───── Information provided ─────

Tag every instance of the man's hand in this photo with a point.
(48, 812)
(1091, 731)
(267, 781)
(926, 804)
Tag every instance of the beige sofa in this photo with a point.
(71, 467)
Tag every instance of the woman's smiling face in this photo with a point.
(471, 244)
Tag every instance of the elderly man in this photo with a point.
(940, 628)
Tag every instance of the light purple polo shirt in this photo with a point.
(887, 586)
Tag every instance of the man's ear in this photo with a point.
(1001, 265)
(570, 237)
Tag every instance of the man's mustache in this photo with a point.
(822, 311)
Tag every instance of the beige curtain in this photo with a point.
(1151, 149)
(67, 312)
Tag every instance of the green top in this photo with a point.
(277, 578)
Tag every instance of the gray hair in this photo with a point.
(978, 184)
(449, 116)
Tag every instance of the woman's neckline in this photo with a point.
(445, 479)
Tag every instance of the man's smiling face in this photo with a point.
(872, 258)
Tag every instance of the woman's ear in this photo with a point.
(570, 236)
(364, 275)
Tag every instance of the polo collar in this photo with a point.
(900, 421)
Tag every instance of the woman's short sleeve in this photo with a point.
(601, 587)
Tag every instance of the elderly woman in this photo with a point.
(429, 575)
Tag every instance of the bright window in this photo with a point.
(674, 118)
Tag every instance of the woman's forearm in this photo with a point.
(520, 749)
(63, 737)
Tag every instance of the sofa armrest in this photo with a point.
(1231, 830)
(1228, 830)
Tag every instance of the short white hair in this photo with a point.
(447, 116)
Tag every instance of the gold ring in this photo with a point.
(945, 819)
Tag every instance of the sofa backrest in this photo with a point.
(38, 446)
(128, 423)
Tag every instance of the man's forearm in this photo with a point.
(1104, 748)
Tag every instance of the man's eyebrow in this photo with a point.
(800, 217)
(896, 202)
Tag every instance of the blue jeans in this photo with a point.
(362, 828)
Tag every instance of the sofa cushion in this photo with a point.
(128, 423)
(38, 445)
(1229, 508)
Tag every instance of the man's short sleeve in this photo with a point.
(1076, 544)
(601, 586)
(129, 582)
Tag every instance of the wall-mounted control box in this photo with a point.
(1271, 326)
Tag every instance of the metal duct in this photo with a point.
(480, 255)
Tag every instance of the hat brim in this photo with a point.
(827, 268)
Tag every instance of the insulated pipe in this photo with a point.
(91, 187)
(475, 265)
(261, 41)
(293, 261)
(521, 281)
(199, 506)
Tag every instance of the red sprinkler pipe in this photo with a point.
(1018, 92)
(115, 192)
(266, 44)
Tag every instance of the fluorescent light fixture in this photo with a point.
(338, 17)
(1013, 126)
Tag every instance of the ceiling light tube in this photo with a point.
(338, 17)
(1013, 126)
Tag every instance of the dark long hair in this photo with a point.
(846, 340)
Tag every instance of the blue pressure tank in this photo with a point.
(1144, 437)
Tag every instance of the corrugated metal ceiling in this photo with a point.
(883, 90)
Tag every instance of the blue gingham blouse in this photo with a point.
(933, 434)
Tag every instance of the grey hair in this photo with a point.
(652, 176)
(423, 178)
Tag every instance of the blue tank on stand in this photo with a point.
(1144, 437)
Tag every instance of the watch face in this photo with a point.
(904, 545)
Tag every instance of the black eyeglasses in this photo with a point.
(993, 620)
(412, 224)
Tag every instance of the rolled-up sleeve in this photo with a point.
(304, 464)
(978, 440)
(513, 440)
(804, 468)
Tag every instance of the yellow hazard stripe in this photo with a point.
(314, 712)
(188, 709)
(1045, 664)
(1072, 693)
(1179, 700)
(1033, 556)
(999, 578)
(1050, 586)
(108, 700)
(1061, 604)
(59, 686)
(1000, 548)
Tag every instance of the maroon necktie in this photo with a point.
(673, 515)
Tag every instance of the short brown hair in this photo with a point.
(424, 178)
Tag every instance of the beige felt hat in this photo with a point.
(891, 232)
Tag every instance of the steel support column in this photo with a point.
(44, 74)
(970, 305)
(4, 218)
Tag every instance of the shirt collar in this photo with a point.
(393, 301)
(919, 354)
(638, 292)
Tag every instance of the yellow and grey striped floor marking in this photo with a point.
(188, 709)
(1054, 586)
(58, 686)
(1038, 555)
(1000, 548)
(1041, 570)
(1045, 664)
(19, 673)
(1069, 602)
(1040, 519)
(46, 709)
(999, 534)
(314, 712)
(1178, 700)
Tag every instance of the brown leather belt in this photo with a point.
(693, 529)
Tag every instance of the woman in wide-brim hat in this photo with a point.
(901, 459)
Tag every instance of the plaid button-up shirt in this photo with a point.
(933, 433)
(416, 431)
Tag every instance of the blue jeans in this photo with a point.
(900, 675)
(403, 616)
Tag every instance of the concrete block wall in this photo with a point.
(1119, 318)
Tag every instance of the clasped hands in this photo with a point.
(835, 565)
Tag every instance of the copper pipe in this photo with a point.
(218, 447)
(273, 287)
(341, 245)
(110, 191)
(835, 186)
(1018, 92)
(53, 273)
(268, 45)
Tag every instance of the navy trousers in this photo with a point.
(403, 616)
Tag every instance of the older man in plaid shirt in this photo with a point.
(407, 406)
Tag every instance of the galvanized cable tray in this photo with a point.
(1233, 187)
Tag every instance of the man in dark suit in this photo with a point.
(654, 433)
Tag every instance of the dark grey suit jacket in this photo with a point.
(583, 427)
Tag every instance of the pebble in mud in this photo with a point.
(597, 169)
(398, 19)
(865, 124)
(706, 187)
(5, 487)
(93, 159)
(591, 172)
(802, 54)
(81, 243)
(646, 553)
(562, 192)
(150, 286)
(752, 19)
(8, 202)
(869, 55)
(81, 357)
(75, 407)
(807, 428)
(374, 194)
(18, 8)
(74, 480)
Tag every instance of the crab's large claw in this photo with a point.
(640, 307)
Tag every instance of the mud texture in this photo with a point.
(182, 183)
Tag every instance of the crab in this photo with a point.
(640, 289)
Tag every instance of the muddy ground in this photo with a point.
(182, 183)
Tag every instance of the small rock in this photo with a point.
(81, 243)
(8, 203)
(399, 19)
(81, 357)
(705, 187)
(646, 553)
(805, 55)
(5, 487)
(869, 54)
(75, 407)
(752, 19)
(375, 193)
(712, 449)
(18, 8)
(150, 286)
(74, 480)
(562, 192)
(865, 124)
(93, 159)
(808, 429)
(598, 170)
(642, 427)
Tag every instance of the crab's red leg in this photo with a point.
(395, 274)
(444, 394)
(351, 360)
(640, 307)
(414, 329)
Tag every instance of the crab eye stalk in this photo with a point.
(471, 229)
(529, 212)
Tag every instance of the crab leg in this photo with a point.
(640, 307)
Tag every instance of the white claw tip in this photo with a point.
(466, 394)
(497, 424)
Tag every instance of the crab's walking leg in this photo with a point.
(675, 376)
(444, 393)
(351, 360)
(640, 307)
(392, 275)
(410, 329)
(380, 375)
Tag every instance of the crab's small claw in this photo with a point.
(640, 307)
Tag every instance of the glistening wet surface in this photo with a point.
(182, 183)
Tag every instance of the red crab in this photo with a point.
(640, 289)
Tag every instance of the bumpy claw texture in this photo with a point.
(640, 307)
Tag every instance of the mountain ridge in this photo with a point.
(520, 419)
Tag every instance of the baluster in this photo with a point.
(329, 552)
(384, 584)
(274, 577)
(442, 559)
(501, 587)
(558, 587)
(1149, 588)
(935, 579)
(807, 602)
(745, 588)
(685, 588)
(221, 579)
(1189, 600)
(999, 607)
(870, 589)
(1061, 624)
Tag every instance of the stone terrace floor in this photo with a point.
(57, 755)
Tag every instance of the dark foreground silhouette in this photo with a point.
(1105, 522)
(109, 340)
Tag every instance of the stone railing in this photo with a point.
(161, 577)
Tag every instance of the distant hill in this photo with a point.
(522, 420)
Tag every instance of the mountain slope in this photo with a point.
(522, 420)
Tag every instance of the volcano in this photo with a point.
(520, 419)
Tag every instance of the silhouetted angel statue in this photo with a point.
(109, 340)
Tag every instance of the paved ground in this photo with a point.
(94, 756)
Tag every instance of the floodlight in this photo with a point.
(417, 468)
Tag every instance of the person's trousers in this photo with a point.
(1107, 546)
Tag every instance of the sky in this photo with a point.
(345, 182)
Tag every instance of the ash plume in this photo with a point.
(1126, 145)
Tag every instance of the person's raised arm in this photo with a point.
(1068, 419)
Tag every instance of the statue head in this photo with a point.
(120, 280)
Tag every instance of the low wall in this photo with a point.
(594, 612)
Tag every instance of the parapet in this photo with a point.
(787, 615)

─────

Nothing but the lines from the line with "Tag every instance of the stone railing" to the last line of the listing above should appear; please retype them exactly, both ends included.

- Task output:
Tag every instance of the stone railing in this photo with a point.
(161, 577)
Tag every instance of the distant hill in this photo with a point.
(522, 420)
Tag every instance of the mountain slope in this photo with a point.
(522, 420)
Tag every instance of the volcano in this photo with a point.
(520, 419)
Tag every instance of the silhouetted angel statue in this photo with a point.
(109, 340)
Tag every instance of the paved ground in this photo with a point.
(94, 756)
Tag every instance of the floodlight in this photo with a point.
(417, 468)
Tag every instance of the person's trousers in this photo with a point.
(1107, 546)
Tag every instance of the sky in this photo with a point.
(345, 182)
Tag every instance of the ash plume in this photo with a point.
(1126, 145)
Tag every instance of the person's raised arm in this photo with a point.
(1068, 419)
Tag every instance of the statue head in this photo with a point.
(120, 280)
Tag every instance of the low wall in this photo with a point.
(594, 612)
Tag every instance of the parapet in this photo with a point.
(787, 615)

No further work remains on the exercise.